Objective: Return the lines of the records below, from the line with "Question: Can you identify the refrigerator" to the line with "303, 226, 613, 308", copying them exactly and including both of those lines.

----

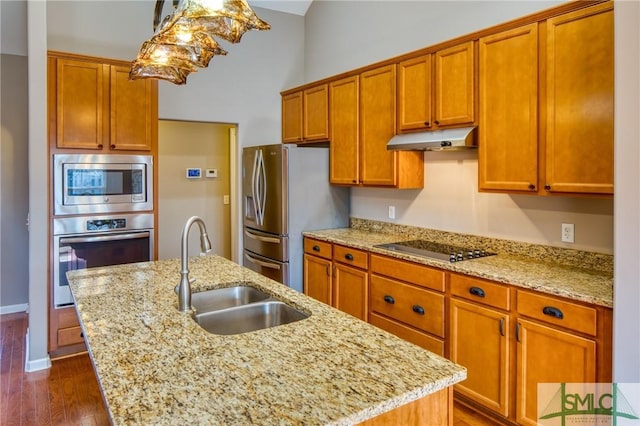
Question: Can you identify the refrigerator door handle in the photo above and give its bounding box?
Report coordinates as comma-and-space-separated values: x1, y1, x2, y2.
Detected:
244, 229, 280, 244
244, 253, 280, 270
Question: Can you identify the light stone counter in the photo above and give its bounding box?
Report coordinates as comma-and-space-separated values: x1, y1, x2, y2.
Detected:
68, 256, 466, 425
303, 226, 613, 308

----

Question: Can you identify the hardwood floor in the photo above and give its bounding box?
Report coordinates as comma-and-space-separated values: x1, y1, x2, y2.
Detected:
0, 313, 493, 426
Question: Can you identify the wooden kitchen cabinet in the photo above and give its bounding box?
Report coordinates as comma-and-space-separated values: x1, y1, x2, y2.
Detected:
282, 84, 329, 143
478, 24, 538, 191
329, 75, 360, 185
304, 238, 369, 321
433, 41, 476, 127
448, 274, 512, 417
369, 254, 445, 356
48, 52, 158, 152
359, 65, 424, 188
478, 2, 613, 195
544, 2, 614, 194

----

Reply to the task:
Question: Can you identify the refrigerator door handle in the photo above and give its bounding box?
Report coordinates as comma-and-space-separated values: x1, y1, x2, y2.
Detected:
244, 229, 280, 244
244, 253, 280, 270
Question: Can you identify the light stone counter in the photo above and give its bounding box?
Report coordinates as comma-and-space-separated values: x1, y1, x2, y2.
Detected:
68, 256, 466, 425
303, 226, 613, 308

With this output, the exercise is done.